§ **MATERIAL SUPPLIED**:
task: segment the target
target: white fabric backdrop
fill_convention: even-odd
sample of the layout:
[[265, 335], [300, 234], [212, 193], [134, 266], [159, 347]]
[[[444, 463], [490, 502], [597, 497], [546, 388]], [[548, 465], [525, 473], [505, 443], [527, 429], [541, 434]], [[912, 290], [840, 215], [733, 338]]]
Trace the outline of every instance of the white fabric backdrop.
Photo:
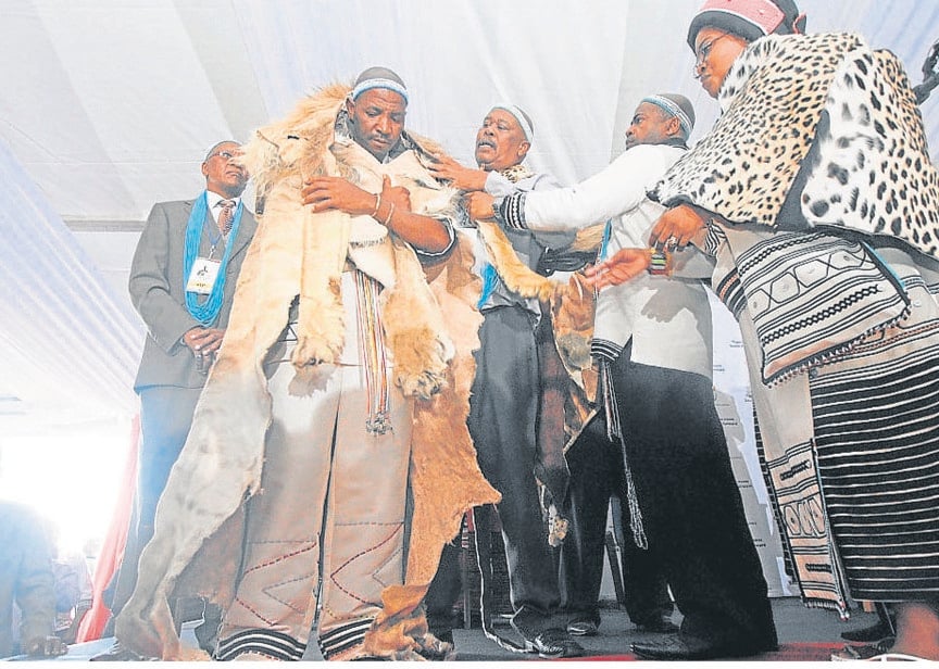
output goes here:
[[[531, 166], [575, 182], [622, 150], [649, 92], [694, 102], [692, 140], [711, 125], [685, 43], [700, 1], [3, 0], [0, 399], [24, 402], [0, 403], [0, 445], [10, 420], [45, 429], [135, 411], [136, 235], [153, 202], [199, 191], [215, 141], [246, 140], [302, 94], [381, 64], [411, 90], [409, 126], [456, 157], [470, 162], [481, 116], [508, 99], [535, 121]], [[914, 84], [939, 37], [935, 0], [800, 5], [810, 31], [857, 30], [893, 50]], [[937, 104], [923, 106], [934, 159]], [[721, 335], [733, 342], [733, 323]], [[742, 358], [722, 351], [718, 396], [735, 397], [744, 437], [731, 447], [749, 458]], [[752, 459], [744, 469], [754, 478]]]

§ **AIM OF THE EXERCISE**:
Pull every line of the records above into your answer word for word, leaving out the picture.

§ **ANSWER FOR THE TASK**:
task: segment the target
target: white fabric backdrop
fill_convention: even-odd
sample of the layout:
[[265, 335], [300, 234], [212, 193], [134, 266], [159, 347]]
[[[444, 463], [490, 502], [597, 497], [546, 388]], [[548, 465], [525, 473], [505, 443], [527, 429], [541, 434]], [[912, 290], [840, 215], [733, 338]]]
Trace the outline of every instance of the white fabric backdrop.
Photo:
output goes here:
[[[531, 166], [575, 182], [622, 150], [649, 92], [694, 102], [692, 140], [711, 125], [685, 43], [700, 1], [3, 0], [0, 399], [24, 402], [0, 403], [0, 445], [10, 420], [45, 429], [135, 411], [136, 235], [153, 202], [199, 191], [215, 141], [246, 140], [302, 94], [381, 64], [411, 90], [409, 126], [456, 157], [470, 162], [481, 116], [508, 99], [535, 121]], [[914, 84], [939, 37], [935, 0], [800, 5], [810, 31], [857, 30], [893, 50]], [[937, 104], [923, 106], [934, 159]], [[721, 335], [733, 342], [733, 323]], [[742, 358], [722, 351], [718, 396], [735, 397], [744, 437], [731, 447], [749, 458]], [[752, 459], [744, 469], [754, 478]]]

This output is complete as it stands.